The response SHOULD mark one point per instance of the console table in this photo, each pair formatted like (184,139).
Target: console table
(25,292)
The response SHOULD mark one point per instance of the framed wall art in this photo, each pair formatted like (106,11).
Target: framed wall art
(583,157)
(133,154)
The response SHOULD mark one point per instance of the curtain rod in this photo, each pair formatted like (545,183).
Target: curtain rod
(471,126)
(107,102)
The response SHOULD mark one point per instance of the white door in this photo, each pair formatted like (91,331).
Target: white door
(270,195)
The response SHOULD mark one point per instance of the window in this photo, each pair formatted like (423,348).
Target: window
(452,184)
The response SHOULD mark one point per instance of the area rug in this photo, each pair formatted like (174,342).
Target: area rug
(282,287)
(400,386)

...

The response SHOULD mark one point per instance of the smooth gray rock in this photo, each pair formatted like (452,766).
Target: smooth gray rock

...

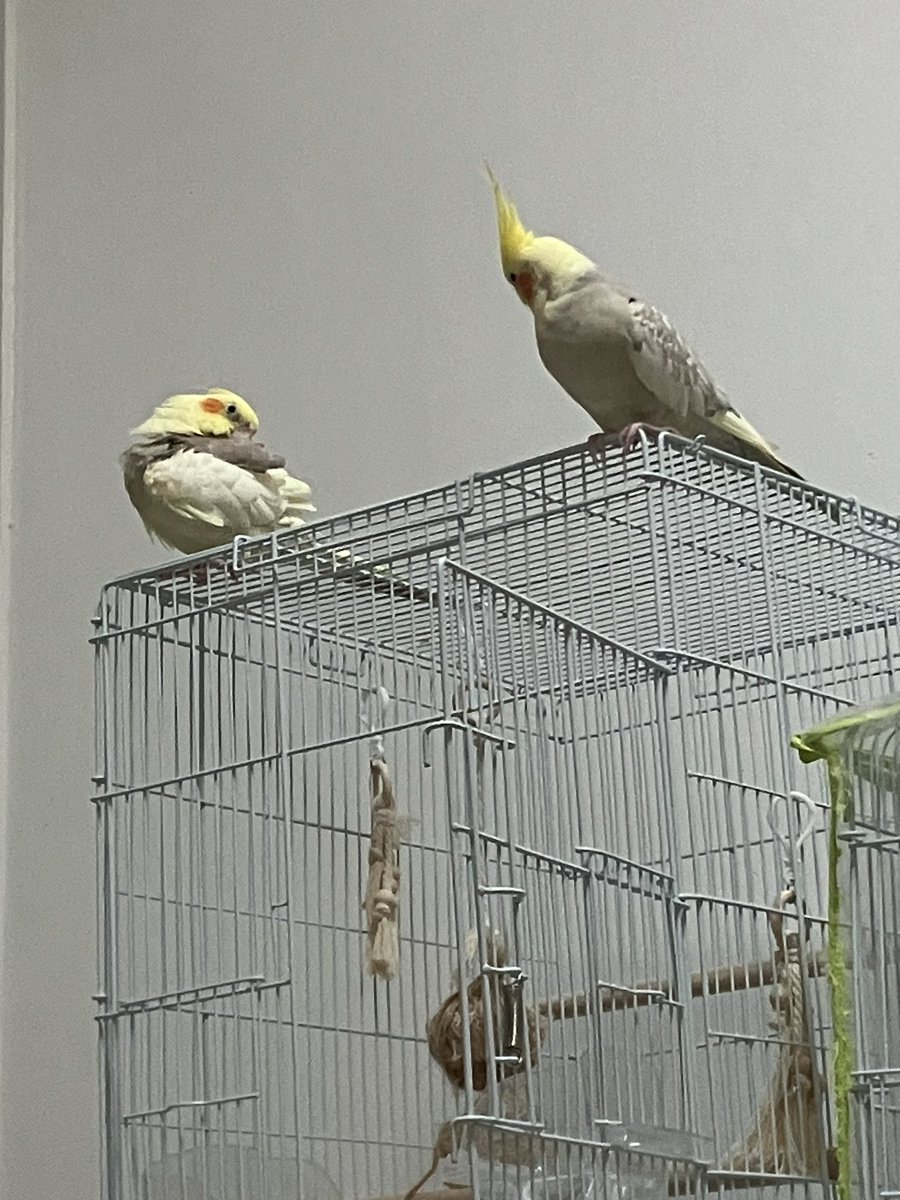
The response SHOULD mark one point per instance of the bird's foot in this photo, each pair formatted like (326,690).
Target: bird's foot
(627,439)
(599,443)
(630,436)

WRITTEN PROBLEM:
Locate each line in the listing above that contains the word "SHOULD" and copy those lines out in full.

OUTPUT FOR THIS TASK:
The response SHOULD mark one point per instance of the console table in this photo, each pair formatted like (184,139).
The response SHOULD mark one point per instance of the framed wall art in this photo, each pair formatted like (106,11).
The response SHOULD mark one point per instance of the curtain rod in this photo, each pair formatted like (545,183).
The response SHOULD mark one point per instance of the white door in this photo, each pair formatted like (91,331).
The response SHOULD mark one point per instance of the window in this photo, each pair formatted like (423,348).
The response SHOULD mark one point per instance of the area rug in this photo, each pair formatted like (174,342).
The response SHOULD mark one point per instance of the smooth gray rock in this photo, each pair formatted like (452,766).
The response SHOULD mark one point per instance of the bird's foot in this photo, each pair formatted like (326,690).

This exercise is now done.